**Requirement**
Please rewrite the lines below, renaming "instance" to "occurrence" everywhere it occurs and leaving everything else unchanged.

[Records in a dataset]
((

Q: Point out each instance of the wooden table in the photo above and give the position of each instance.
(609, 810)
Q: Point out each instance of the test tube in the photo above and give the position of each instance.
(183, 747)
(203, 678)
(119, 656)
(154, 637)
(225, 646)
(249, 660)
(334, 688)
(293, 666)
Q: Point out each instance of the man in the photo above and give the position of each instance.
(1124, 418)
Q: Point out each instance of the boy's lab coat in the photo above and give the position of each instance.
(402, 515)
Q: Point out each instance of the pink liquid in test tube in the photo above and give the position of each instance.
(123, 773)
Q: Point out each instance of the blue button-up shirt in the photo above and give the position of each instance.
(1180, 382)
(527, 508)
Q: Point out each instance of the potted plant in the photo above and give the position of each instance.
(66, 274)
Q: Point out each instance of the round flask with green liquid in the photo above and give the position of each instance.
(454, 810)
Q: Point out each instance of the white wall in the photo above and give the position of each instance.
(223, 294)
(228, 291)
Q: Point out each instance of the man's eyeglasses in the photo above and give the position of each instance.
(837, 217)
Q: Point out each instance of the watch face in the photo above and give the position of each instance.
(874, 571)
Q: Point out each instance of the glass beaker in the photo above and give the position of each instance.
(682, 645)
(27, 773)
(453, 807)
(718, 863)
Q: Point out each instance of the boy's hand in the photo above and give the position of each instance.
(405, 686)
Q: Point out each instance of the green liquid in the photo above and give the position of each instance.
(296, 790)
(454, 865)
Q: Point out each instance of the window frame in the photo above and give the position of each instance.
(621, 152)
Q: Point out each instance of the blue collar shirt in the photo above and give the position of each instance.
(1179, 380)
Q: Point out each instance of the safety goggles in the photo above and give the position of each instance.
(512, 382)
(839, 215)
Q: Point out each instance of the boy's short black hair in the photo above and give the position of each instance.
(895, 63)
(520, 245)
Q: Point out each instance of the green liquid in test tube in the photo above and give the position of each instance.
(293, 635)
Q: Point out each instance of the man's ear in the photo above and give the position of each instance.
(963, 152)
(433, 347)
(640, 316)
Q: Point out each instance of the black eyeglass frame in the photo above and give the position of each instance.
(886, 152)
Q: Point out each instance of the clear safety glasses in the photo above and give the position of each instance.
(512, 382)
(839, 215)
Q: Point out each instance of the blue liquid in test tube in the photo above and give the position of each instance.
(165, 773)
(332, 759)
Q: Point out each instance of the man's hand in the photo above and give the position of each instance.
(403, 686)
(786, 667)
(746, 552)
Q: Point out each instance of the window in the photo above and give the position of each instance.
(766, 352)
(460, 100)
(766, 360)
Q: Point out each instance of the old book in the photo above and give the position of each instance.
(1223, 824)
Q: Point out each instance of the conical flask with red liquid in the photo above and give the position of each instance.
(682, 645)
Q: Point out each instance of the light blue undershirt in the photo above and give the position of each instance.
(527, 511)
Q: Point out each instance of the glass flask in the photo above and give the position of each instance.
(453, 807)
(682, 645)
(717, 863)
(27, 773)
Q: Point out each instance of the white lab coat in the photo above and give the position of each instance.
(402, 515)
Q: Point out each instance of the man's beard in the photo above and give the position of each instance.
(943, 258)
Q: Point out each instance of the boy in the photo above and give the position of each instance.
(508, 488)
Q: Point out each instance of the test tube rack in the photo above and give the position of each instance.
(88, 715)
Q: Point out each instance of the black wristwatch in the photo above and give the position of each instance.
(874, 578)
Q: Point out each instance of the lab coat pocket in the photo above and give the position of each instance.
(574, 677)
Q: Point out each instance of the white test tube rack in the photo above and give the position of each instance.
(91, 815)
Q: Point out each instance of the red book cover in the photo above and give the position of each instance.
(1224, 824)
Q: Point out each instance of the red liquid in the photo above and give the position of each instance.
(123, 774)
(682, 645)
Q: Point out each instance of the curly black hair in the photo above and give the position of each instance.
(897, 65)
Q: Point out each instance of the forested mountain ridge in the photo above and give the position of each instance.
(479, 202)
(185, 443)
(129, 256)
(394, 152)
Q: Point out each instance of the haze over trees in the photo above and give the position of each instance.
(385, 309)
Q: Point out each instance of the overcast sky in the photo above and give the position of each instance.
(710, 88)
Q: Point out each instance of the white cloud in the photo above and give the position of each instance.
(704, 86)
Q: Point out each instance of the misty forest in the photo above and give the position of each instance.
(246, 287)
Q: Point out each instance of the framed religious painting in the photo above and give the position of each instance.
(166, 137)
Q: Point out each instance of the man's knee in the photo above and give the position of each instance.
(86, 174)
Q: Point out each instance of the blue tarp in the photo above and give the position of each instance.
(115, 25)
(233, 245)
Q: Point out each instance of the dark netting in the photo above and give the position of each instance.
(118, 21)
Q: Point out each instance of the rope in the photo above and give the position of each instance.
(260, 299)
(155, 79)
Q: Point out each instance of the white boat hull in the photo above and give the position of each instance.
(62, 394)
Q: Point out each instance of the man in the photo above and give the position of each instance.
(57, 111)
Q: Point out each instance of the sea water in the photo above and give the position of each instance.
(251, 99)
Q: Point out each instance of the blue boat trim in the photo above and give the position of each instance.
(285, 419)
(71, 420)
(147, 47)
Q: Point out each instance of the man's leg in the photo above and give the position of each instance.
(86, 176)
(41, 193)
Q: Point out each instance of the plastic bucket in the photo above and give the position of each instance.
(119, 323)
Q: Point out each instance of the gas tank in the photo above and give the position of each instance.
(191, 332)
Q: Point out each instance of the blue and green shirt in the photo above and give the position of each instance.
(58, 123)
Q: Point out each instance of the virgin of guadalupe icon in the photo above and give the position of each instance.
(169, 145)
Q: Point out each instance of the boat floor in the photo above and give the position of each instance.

))

**Task answer**
Q: Point out each occurrence of the wooden table in the photo above and give the position of each occurrence.
(609, 810)
Q: Point out each occurrence of the test tube in the photo above and give the position of each occurrence.
(183, 747)
(203, 678)
(119, 656)
(154, 637)
(225, 646)
(249, 660)
(334, 688)
(293, 666)
Q: Point out each occurrence of the man in the photo above and give the position of each occurrence.
(1124, 418)
Q: Point out each occurrence of the boy's lab coat in the photo above and give the position of each occurrence.
(402, 515)
Q: Point out each occurrence of the pink liquid in test tube in the photo above and give the position of each occurrence.
(123, 773)
Q: Point out each occurrence of the blue button-up shirt in the photo above and give the position of each occurrence.
(1180, 382)
(527, 508)
Q: Point out each occurrence of the potted plant in the photo above and give the position of each occurrence.
(66, 274)
Q: Point out each occurrence of the round flask with green liquid in the photo above and give the position of each occurrence.
(454, 810)
Q: Point out each occurrence of the white wall in the photo above and give the position of each occurrence.
(223, 294)
(228, 291)
Q: Point out each occurrence of the man's eyeglasses in the photo above and give the position of each occurrence.
(837, 217)
Q: Point out each occurrence of the watch face in the photo above and give the position of each occurrence.
(874, 571)
Q: Point out each occurrence of the glass beaker in the photo above and give the position of each occurrence.
(682, 645)
(27, 773)
(453, 807)
(718, 863)
Q: Point out each occurrence of the boy's hand in the photo above and give the position of each occurrence.
(405, 686)
Q: Point out each occurrence of the green liquid in the photo above and give the position of each occurrence.
(296, 790)
(454, 865)
Q: Point out each occurrence of the window frame in the photo above and give the position of each occurrence.
(621, 152)
Q: Point out each occurrence of the blue collar shirt in the photo above and give the position of each occurrence.
(1179, 380)
Q: Point out each occurrence of the safety goggles in the photo above and give the position of each occurrence.
(512, 382)
(839, 215)
Q: Point out each occurrence of the boy's short black hair in the photo above and give the position of each occurrence.
(895, 63)
(520, 245)
Q: Point out each occurrence of the green liquid in test tube in the photo above and give the position of each occurrence.
(293, 635)
Q: Point out each occurrence of the man's ear in the photo above and give the position of each occurrence.
(963, 152)
(433, 347)
(640, 316)
Q: Point out each occurrence of the black eyeglass frame in the photo above and give the position of each occurrence.
(886, 152)
Q: Point out each occurrence of the clear safety glasses in the photo above and give the position of each occurrence.
(512, 382)
(839, 215)
Q: Point out each occurrence of the blue liquid in test tube in the photo above and give the position of each occurrence.
(165, 773)
(332, 759)
Q: Point out each occurrence of the man's hand in the photo above and give the position of each occurrence.
(403, 686)
(786, 667)
(746, 552)
Q: Point out each occurrence of the window in the photo above and give the position of each occurrence.
(766, 352)
(460, 100)
(766, 360)
Q: Point out each occurrence of the old book in the photo above and give the position of each occurrence.
(1223, 824)
Q: Point out each occurrence of the conical flask with red liquid in the photo above and give the position of each occurrence.
(682, 645)
Q: Point out each occurrence of the light blue undershirt in the photo above and give the position of each occurrence.
(527, 511)
Q: Point out each occurrence of the glass flask in the photo above and give the position of each occurrence.
(453, 807)
(682, 645)
(717, 863)
(27, 773)
Q: Point out each occurrence of the white lab coat in the photo above and give the position of each occurrence.
(402, 515)
Q: Point out each occurrence of the man's beard in the photo above and give the position of each occurrence.
(943, 258)
Q: Point out each occurrence of the boy in the photo above and give the position of each occurrence.
(508, 488)
Q: Point out each occurrence of the test tube rack in the photo above and give the position of each occurrence.
(88, 715)
Q: Point out each occurrence of the black wristwatch in the photo above and give the position of each occurrence.
(874, 578)
Q: Point out each occurrence of the lab coat pocket in the photo above and give the position of each occurrence.
(574, 677)
Q: Point out each occurrence of the white test tube rack in the photo above and give the position of each occurrence.
(91, 815)
Q: Point out each occurrence of the red book cover in the photo above and give the position of each occurrence.
(1224, 824)
Q: Point out each occurrence of the red liquid in the photo above and give the position of each occurrence.
(123, 774)
(682, 645)
Q: Point out each occurrence of the curly black hair in the photo above and give the position of each occurrence.
(897, 65)
Q: Point out each occurrence of the forested mountain ridge in the photo above and give the position of each occurrence.
(479, 202)
(185, 443)
(129, 256)
(394, 152)
Q: Point out each occurrence of the haze over trees in the photo above and give the position of each occurrence.
(385, 309)
Q: Point out each occurrence of the overcast sky in the photo above and give the position of each occurrence.
(710, 88)
Q: Point out each occurrence of the white cloud in the photo above and give the position of each occurrence.
(704, 86)
Q: Point out each occurrence of the misty forest in the photo above and give the position of each occurrence.
(246, 287)
Q: Point out each occurrence of the framed religious painting in the photo above and give the position of each occurrence.
(166, 137)
Q: Point out each occurrence of the man's knee in the photo above and give the position of each occurrence.
(86, 174)
Q: Point out each occurrence of the blue tarp in the photo above and give the position of each occurrence.
(115, 25)
(233, 245)
Q: Point out each occurrence of the dark netting in the photo above and give the position of each occurrence.
(118, 21)
Q: Point out each occurrence of the rope in the photo above and give the position of each occurrence.
(260, 299)
(155, 79)
Q: Point out each occurrence of the white boat hull in the photo above and give the position of each occurrence.
(62, 394)
Q: Point out each occurrence of the man in the photo above and give the position of each occurrence.
(57, 111)
Q: Point out each occurrence of the sea water in the photo above and give the position of each occurrence.
(251, 99)
Q: Point out each occurrence of the blue boat trim in the photo above and give the position of each occurrence.
(285, 419)
(71, 420)
(147, 47)
Q: Point out each occurrence of the man's leg in the photo above and give the position of each occurrence.
(86, 176)
(41, 193)
Q: Point out each occurrence of the plastic bucket in the photo above and give the position of each occurrence.
(119, 323)
Q: Point out each occurrence of the gas tank in the photo above and give the position of each occurrence.
(191, 332)
Q: Point out each occurrence of the blue and green shirt in the photo above and give the position of each occurrence.
(58, 123)
Q: Point out each occurrence of the virgin of guadalupe icon in the photo above and give the position of each occurrence.
(169, 145)
Q: Point out each occurrence of the boat floor in the photo above and give the position of each occurrence.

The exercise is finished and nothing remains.